Document section:
********************

An imposing right-hander who stood 6-foot-4 and weighed 205 pounds (or more, later), Perry pitched for eight different teams (not counting his second stint with the Rangers) and earned All-Star honors five times while sticking around the majors long enough to rank in the top 20 in several pitching categories — not all of them flattering ones — with totals hard to fathom in this age of limited workloads. He’s fifth in hits allowed (4,938), sixth in innings (5,350) and losses (256), seventh in batters faced (21,953), eighth in strikeouts (3,534), ninth in starts (690), 13th in bWAR (93.0), 16th in shutouts (53), 17th in wins (314), and 18th in S-JAWS (65.7). (Baseball Reference is alas silent on the number of times an umpire searched him.) He and his older brother Jim Perry, who pitched in the majors from 1959-75 and was his teammate in Cleveland in ’74-75, are the only brothers to win Cy Youngs; Jim won his in 1970 with the Twins, and Gaylord (who was runner up to Gibson in the NL that year) won his first in ’72 with Cleveland. The Perrys — who for six days in September 1975 had identical career won-loss records of 215-174 — combined for 529 wins, which stood as a record until 1987, when Phil Niekro and his brother Joe Niekro surpassed them.

Perry was born on September 15, 1938 in Williamston, North Carolina to tenant farmers Evan and Ruby Perry. Evan himself pitched semiprofessionally, once winning both ends of a doubleheader, and he reportedly turned down a minor league contract because his family needed him to work the farm. He became a father to Jim at age 17, and was just 19 when Gaylord was born. The young Perry boys helped their parents by working on their 25-acre farm, where they grew tobacco, corn, and peanuts. Their father nurtured their baseball abilities, and later played with them on the same semipro team. “I remember our neighbors saying, ‘All those Perry boys want to do is play baseball, and their dad is even worse,” Perry recalled during his Hall of Fame induction speech in 1991.

Athleticism was Perry’s ticket off the farm. “The boy always had to work hard at things. He didn’t take to books,” an unnamed friend and former major league scout told Sports Illustrated’s Pat Jordan in 1974. “If he hadn’t been such a natural athlete, he might never have gone beyond the ninth grade. He proved to me that you don’t have to be brilliant to be a great pitcher… Gaylord just has a natural talent for pitching a baseball, and he can throw the ball wherever the catcher tells him to.”

********************

Supplied material:
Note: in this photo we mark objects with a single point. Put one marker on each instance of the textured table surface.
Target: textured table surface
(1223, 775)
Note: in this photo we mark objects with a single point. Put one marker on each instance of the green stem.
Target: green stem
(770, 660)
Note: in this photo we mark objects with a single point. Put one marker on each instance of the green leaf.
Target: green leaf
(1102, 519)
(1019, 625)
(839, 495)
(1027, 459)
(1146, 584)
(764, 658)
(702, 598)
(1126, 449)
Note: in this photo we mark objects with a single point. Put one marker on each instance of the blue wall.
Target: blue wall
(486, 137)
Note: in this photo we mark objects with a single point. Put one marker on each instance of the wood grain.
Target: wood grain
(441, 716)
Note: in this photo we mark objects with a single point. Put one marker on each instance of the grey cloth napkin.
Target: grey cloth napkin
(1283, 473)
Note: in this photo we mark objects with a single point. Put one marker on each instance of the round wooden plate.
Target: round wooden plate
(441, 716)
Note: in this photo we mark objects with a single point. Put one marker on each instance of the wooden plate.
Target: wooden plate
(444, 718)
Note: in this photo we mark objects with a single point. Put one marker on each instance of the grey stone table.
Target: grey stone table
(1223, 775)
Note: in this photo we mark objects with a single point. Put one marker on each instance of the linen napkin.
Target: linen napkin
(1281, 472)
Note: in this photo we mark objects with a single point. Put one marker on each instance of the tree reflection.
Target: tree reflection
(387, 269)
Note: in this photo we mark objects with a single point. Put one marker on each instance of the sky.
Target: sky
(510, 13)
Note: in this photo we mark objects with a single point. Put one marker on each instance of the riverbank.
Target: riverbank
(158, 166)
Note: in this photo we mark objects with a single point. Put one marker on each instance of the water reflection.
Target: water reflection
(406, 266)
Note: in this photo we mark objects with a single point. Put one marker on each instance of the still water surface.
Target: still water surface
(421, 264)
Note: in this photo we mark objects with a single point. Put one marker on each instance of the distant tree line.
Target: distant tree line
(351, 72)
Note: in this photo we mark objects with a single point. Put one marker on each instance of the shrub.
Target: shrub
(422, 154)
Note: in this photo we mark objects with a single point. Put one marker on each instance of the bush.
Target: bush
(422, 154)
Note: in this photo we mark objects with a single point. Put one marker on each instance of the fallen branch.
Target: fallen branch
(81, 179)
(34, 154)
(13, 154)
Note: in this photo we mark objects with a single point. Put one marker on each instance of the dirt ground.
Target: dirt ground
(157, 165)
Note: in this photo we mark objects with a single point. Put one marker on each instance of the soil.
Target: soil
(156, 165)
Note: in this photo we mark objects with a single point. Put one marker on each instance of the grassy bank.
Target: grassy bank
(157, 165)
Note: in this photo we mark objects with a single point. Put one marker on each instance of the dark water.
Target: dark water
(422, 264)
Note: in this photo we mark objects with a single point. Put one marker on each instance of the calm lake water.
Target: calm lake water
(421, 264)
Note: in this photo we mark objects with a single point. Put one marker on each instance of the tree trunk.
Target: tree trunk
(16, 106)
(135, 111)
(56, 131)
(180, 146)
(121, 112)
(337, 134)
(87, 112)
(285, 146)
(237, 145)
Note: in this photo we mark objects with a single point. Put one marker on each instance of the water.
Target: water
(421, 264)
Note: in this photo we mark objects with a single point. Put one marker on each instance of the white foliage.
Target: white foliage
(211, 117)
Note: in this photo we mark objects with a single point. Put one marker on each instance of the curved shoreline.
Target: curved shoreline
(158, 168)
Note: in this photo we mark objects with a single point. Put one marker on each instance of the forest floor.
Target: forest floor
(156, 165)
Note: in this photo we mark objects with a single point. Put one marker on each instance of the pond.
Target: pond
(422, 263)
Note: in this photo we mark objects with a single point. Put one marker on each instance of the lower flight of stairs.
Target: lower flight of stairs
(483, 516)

********************

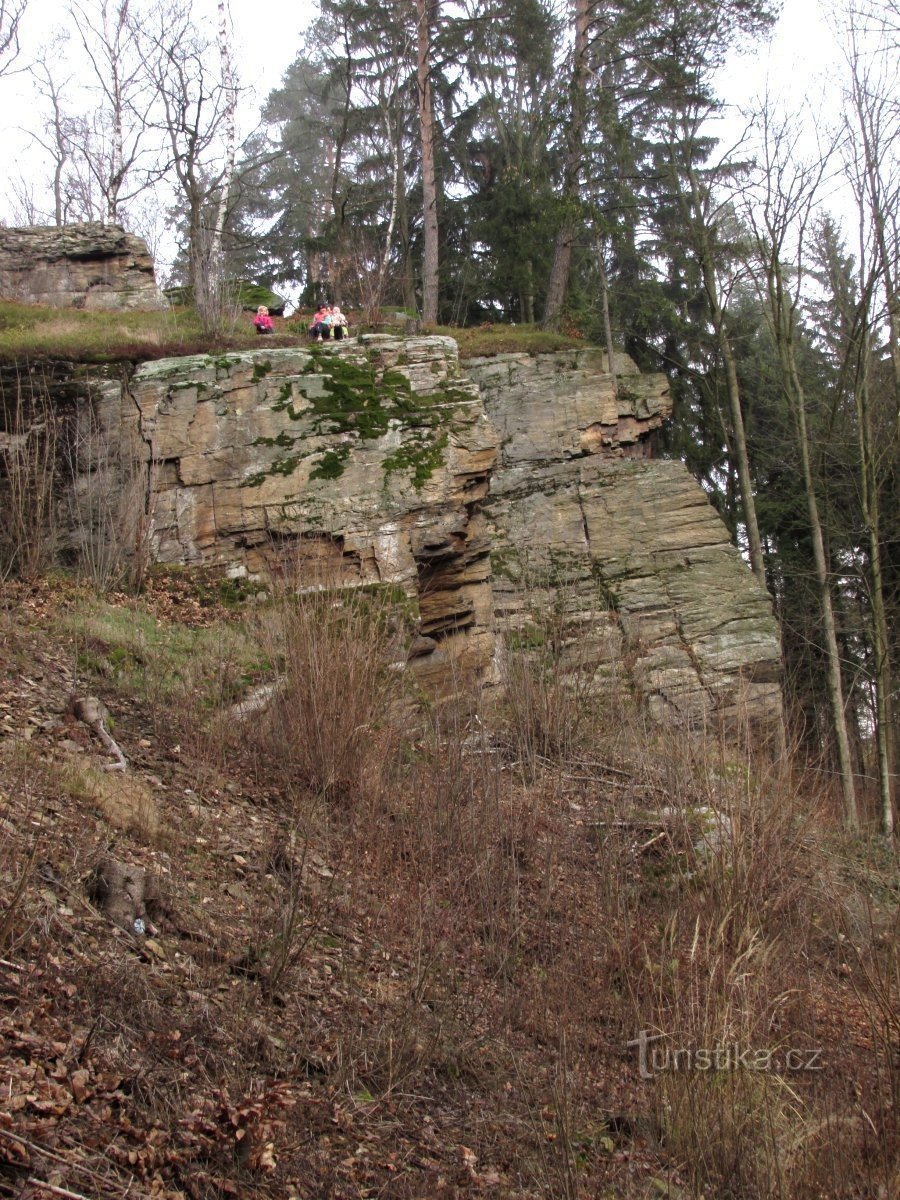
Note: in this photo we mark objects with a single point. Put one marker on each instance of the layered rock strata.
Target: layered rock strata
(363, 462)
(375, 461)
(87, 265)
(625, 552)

********************

Task prompt: Pick up the Gaylord Perry profile after its final sentence and keep writing it.

Result of this task:
At Williamston High School, Perry encountered indoor plumbing for the first time, and starred in three sports. He earned All-State honors as an offensive and defensive end before giving up the game as a senior due to injury concerns. He was even better on the basketball court, leading his team to a 94-8 record in his four years. On the diamond, he and his brother pitched and played third base; when Gaylord was a freshman, the pair threw back-to-back shutouts to sweep the best-of-three finals in the state tournament.

Perry drew numerous scholarship offers in basketball, but desired to follow in brother Jim’s footsteps. Though he hoped to sign with Cleveland, as Jim did, in the end it was the Giants who signed him for a $73,500 bonus in 1958. Already 19 years old, he began his pro career at C-Level St. Cloud of the Northern League, where he went 9-5 with a 2.39 ERA and 7.8 strikeouts per nine. He spent most of the next two seasons at Double-A stops, then all of 1961 at Triple-A Tacoma. He made the big club as the 10th pitcher in 1962, but was tagged for four runs in 2.2 innings by the Reds in his April 14 debut. His five-inning, two-run performance against the Pirates on April 25 earned him his first major league win, and five days later he threw a four-hit, one-run complete game against Pittsburgh as well, but he soon began to struggle, lost his spot in the rotation, and pitched sparingly before being sent back to Tacoma in mid-June.

After pitching well enough to lead the circuit with a 2.48 ERA and earn the endorsement of Hall of Famer Carl Hubbell, then the team’s farm director, Perry returned in mid-September, finishing the year 3-1 with a 5.22 ERA in 43 innings. In his final appearance of the season, the second game of the best-of-three tiebreaker series against the Dodgers, he drew the ire of manager Alvin Dark by not attempting to throw out Maury Wills at third when fielding a bunt and instead making the less risky play at first base. Wills soon scored the winning run, though the Giants took the third game and the pennant before losing to the Yankees in the World Series. Perry was ineligible to pitch, and alas never appeared in a Fall Classic.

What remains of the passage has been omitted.